* Exercise details *
Exactly reproduce the lines from the line that has "the kangaroo head" down to the last line of the entries, inclusive.

Excerpts from point annotation data
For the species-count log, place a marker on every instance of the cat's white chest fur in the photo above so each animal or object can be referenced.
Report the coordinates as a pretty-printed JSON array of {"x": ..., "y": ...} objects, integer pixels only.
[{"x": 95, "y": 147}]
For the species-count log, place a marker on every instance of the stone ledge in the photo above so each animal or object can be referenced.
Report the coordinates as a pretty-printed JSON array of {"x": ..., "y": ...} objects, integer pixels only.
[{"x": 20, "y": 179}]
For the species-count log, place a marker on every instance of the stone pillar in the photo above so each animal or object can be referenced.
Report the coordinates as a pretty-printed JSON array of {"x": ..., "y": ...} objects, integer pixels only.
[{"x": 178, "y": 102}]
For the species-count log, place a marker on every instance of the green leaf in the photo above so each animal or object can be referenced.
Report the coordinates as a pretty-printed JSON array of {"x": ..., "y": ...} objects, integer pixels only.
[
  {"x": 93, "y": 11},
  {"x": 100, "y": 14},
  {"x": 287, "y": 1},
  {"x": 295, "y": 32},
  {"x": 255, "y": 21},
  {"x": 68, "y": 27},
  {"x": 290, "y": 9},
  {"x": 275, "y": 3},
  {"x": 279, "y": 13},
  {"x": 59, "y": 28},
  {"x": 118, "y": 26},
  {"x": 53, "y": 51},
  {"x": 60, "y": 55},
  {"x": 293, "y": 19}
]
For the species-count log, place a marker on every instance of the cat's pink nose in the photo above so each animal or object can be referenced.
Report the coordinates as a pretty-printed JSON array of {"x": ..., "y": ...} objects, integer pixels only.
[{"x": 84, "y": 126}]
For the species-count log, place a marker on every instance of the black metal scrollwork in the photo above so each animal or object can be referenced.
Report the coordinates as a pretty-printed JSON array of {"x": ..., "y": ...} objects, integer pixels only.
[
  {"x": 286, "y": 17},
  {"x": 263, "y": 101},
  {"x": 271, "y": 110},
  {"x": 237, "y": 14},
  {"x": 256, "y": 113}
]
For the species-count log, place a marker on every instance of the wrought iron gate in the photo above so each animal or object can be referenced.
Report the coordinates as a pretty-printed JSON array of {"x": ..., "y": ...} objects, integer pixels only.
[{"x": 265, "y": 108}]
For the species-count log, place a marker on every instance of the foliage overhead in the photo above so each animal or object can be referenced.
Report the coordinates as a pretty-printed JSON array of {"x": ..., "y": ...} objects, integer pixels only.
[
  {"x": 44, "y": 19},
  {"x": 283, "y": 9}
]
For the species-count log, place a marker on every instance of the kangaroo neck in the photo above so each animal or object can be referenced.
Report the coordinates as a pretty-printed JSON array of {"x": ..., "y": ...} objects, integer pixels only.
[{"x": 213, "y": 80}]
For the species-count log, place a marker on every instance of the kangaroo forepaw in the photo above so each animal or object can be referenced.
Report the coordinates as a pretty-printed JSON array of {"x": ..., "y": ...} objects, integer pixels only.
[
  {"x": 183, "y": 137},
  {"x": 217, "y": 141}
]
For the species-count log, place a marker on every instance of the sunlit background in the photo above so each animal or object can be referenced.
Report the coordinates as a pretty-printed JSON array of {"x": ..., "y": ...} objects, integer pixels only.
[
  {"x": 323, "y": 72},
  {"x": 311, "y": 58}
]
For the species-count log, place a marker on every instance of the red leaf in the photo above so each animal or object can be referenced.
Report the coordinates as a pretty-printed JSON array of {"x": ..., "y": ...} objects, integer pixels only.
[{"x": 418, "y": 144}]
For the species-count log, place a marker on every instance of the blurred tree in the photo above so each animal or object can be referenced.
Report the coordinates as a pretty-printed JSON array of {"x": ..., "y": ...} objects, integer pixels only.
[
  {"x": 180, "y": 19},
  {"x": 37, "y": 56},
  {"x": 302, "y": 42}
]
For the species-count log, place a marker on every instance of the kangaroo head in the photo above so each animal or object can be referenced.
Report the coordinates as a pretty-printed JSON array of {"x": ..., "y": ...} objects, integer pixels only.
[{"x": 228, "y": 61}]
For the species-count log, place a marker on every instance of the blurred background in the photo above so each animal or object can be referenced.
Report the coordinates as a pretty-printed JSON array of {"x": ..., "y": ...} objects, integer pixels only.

* Finished answer *
For the species-count log, place a marker on every instance of the kangaroo head in the photo above so each animal or object can be referenced.
Report the coordinates as a pretty-printed JSON array of {"x": ..., "y": ...} objects, integer pixels only.
[{"x": 228, "y": 61}]
For the species-count log, place a marker on every instance of the blurred background in the photo above so each animal or object can be referenced.
Report the coordinates as a pretty-printed JSON array of {"x": ..., "y": ...} objects, integer pixels only.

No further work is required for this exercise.